Brano dell'esercizio »
○ ○ ○ ○
Cosa mi affascina in Léautaud? Ti faccio un elenco: il suo spirito libero e indipendente. La sua vita sregolata e povera. La carica libertina dei suoi comportamenti, e quella anticonformista e capricciosa delle sue opinioni. Il fatto che abbia vissuto solo per scrivere (chi scrive – diceva – vive due volte) sacrificando al piacere di scrivere («cosa voglio, come voglio, quando voglio») ogni altra cosa, senza preoccuparsi del possibile guadagno o della facile reputazione; senza per questo nascondere a sé stesso che, in fondo, la letteratura non era che una follia, una malattia, un delirio dalla quale un uomo sano non poteva che tenersi, giustamente, alla larga. La sua condizione di isolato. Il suo essere scontroso e insofferente. Il suo gusto per le malignità e per le oscenità. Le sue improvvise e commoventi tenerezze. Il suo amore per la solitudine e il silenzio. Il suo animo egoista e cinico. La sua feroce sincerità nel giudicare e nel giudicarsi. Il coraggio di trovarsi ridicolo. La sua attrazione per le sgradevolezze.

E alla domanda (interessata) «Con quale pazienza hai affrontato le migliaia di prolisse pagine del suo diario (che io pure possiedo)?», Franzosini ha risposto:

Alle migliaia di pagine del suo Journal (il manoscritto occupava circa un metro quadro del suo misero e disadorno villino alla periferia di Parigi) mi sono avvicinato con l’idea di restituire, o di ricreare con sufficiente coerenza e plausibilità, lo sfondo, l’atmosfera i particolari di questa sorta di “incesto immaginario” che è al centro del mio libro. Ho concentrato la mia attenzione con più diligenza sui primi tre volumi dei diciannove che compongono l’opera pubblicata. Su quelli cioè che coprono l’arco di tempo in cui si svolge la vicenda.
○ ○ ○ ○
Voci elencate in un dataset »
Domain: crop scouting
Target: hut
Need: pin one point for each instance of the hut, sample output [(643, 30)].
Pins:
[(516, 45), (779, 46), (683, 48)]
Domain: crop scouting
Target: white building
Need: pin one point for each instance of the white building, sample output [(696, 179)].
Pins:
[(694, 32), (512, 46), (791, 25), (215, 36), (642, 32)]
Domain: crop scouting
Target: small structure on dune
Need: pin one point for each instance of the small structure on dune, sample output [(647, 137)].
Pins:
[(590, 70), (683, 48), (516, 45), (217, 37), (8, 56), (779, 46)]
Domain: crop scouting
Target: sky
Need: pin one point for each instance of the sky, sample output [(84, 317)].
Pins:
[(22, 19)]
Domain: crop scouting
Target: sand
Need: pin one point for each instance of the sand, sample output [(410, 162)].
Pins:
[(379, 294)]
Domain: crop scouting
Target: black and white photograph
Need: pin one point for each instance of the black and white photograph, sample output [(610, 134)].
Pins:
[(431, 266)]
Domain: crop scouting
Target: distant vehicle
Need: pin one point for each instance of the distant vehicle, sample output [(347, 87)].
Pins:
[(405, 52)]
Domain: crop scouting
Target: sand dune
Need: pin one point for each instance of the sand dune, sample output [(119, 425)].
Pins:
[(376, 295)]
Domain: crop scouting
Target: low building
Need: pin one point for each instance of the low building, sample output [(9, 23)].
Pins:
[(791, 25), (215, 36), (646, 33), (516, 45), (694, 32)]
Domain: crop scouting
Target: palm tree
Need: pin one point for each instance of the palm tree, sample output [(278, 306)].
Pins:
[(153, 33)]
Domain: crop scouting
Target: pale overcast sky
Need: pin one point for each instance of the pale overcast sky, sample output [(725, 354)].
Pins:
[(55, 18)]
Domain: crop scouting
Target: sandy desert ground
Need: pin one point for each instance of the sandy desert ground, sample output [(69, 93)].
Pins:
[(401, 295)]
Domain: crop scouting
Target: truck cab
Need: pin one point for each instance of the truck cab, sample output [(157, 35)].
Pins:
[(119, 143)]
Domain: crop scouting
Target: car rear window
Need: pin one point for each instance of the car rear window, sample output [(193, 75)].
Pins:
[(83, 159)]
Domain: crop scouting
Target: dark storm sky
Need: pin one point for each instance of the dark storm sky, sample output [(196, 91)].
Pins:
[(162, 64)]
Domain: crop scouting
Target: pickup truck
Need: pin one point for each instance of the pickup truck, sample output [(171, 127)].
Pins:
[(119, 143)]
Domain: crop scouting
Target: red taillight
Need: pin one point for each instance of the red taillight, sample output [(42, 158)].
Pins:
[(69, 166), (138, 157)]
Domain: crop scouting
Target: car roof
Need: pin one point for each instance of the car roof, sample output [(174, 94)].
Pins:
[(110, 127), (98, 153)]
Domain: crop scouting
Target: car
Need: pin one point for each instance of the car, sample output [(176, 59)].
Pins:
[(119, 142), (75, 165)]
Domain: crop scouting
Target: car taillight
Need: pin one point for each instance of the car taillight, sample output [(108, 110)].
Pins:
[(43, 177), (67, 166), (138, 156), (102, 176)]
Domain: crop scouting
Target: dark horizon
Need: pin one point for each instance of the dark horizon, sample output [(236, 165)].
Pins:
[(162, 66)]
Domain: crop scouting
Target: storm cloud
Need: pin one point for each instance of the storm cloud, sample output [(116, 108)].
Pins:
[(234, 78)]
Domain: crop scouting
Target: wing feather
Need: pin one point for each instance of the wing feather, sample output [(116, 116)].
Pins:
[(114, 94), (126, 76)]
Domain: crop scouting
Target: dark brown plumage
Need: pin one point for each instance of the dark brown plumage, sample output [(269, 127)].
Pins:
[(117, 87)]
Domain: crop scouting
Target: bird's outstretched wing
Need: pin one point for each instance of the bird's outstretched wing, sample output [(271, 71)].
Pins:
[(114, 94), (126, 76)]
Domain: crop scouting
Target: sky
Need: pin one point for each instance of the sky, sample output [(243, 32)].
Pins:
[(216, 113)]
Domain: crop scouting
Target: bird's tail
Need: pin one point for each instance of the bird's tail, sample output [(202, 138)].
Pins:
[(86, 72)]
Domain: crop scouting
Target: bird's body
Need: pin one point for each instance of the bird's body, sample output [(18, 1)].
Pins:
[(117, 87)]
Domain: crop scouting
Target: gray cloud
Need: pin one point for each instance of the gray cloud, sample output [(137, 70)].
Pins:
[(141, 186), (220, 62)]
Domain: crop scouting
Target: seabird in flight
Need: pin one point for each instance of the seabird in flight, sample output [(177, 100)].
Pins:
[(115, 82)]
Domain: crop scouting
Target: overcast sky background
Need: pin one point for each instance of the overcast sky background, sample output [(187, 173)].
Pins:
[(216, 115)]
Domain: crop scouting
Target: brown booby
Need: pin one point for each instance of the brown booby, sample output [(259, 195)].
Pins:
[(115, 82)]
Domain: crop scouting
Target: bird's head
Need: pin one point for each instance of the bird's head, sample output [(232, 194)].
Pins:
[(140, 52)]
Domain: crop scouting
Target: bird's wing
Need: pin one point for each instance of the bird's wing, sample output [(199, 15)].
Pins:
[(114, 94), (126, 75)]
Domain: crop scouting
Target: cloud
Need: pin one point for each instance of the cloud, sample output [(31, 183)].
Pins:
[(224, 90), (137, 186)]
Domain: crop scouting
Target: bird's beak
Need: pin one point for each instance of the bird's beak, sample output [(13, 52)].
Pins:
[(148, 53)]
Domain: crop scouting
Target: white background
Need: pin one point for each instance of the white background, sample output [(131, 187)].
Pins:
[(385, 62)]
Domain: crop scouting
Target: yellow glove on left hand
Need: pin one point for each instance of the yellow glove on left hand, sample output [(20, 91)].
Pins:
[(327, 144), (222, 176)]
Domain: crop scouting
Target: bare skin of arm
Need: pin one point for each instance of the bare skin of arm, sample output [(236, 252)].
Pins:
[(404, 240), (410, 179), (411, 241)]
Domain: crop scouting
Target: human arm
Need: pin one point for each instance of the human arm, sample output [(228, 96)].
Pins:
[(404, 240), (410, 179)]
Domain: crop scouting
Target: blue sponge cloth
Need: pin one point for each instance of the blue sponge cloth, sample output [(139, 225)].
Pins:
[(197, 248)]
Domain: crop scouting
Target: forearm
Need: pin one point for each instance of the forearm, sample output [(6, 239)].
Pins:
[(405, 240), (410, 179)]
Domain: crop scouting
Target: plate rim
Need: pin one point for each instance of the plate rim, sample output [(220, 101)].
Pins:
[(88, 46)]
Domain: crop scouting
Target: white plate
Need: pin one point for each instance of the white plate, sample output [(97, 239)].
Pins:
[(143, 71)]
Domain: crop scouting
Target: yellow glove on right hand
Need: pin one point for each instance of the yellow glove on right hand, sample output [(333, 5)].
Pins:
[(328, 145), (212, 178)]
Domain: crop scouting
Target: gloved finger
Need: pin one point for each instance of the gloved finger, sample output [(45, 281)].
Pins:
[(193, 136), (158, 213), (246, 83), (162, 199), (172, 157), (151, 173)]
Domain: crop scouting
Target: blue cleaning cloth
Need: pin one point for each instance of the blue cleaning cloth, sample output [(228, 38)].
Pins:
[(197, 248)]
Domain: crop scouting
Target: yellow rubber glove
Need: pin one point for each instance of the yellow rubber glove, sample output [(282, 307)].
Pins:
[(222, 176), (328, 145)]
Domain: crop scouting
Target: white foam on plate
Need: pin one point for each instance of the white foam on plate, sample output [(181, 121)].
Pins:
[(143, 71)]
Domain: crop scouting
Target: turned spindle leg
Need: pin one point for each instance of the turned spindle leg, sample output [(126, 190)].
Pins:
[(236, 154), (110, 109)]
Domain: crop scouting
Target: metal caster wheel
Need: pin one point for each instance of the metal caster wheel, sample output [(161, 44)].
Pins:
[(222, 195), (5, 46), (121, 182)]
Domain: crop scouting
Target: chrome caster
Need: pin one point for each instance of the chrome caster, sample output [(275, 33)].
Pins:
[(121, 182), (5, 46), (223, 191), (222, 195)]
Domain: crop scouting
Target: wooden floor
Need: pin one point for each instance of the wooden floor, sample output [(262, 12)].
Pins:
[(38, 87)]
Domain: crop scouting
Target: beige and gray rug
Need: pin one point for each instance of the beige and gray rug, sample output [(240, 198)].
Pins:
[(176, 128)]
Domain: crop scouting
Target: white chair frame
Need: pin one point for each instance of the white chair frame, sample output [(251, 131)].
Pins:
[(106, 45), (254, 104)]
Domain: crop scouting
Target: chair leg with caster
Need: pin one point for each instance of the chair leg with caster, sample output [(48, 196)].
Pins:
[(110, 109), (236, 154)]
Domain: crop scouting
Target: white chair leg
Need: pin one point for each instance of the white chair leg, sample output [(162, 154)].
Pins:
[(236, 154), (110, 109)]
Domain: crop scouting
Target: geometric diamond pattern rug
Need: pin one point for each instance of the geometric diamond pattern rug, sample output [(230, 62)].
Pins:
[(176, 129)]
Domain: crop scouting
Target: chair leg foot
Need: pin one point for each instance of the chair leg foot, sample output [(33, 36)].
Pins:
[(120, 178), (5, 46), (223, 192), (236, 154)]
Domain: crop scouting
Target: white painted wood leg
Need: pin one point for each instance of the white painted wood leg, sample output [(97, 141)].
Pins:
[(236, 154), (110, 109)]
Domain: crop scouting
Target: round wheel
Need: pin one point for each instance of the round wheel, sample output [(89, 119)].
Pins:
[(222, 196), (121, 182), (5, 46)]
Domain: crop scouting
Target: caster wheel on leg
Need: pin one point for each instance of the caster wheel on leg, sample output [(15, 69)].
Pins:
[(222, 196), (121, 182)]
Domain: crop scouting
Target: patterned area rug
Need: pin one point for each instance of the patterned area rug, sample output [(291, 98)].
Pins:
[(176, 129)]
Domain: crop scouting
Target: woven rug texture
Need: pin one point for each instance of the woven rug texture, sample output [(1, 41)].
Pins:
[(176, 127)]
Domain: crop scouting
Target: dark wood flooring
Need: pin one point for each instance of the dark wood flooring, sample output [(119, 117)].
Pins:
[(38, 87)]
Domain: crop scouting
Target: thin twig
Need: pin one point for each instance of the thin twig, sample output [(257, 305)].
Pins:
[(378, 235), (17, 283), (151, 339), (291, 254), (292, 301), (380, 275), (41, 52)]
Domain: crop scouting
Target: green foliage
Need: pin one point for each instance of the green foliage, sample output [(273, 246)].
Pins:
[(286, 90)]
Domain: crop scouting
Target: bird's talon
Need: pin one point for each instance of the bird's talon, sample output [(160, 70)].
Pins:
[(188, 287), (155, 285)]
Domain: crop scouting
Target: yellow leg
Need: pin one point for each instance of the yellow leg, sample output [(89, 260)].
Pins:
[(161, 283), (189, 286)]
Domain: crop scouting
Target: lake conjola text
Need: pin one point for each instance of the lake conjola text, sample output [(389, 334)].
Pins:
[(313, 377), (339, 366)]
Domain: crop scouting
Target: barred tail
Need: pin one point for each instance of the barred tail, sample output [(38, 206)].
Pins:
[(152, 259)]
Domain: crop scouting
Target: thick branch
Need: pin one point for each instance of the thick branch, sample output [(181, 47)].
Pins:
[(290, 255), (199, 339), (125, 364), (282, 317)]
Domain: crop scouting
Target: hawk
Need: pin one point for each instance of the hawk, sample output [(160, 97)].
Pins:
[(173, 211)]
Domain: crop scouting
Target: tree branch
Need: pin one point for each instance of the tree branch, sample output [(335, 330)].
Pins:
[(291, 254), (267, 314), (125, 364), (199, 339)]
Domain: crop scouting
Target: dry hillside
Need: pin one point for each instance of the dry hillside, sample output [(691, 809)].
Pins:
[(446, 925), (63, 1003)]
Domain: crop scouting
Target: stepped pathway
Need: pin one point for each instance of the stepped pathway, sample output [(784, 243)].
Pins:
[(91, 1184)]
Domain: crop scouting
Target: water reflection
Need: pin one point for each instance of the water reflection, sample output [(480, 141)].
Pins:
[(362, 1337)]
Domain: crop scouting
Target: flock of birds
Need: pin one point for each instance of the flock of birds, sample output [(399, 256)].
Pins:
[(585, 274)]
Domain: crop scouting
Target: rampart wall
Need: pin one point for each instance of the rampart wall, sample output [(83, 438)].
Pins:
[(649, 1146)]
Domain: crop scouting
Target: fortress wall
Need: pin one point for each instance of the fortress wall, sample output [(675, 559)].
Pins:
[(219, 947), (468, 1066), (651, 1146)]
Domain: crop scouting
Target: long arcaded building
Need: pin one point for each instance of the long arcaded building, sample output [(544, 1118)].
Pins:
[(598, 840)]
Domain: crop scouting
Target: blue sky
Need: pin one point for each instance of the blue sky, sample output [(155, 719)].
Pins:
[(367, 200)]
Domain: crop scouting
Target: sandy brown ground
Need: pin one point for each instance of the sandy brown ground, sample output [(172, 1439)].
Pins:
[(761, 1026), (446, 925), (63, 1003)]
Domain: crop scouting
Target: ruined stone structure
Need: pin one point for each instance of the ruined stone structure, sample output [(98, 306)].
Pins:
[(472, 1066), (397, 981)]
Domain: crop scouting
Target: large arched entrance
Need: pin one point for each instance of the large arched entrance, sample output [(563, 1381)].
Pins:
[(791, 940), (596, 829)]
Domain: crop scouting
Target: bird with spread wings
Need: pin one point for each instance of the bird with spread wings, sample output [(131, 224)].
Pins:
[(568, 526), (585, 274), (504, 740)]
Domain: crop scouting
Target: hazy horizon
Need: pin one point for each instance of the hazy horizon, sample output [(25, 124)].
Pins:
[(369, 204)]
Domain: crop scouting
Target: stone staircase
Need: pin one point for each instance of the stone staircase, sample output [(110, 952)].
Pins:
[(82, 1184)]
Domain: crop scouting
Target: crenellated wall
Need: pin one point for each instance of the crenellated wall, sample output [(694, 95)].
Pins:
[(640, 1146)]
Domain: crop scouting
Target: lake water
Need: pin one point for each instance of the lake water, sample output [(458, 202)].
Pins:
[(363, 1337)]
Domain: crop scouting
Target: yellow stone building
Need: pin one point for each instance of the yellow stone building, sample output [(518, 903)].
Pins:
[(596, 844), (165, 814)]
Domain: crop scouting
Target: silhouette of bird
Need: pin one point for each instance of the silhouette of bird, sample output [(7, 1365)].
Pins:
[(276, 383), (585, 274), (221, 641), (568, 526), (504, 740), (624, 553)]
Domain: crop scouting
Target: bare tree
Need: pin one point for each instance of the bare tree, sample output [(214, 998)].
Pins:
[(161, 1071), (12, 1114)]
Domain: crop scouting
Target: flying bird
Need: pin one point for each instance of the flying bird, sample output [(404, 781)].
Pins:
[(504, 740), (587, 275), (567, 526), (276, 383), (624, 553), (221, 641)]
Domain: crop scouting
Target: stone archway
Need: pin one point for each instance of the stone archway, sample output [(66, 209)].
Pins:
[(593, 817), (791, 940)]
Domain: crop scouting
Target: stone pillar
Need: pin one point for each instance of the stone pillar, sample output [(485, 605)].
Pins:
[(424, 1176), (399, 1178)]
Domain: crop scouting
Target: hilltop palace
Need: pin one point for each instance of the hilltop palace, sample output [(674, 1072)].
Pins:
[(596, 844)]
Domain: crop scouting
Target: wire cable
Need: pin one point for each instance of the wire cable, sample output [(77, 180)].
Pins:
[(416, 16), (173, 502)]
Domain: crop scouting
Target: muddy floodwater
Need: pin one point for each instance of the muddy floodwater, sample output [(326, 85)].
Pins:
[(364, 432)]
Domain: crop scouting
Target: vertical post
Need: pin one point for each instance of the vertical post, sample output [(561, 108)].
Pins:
○ ○ ○ ○
Istruzioni di lavoro » Indica, in base al brano su Léautaud, su quali volumi del Journal Franzosini ha concentrato con più diligenza la sua attenzione. Le voci non hanno alcun ruolo in questo esercizio.

Risultato qui sotto » Sui primi tre dei diciannove volumi che compongono l'opera pubblicata.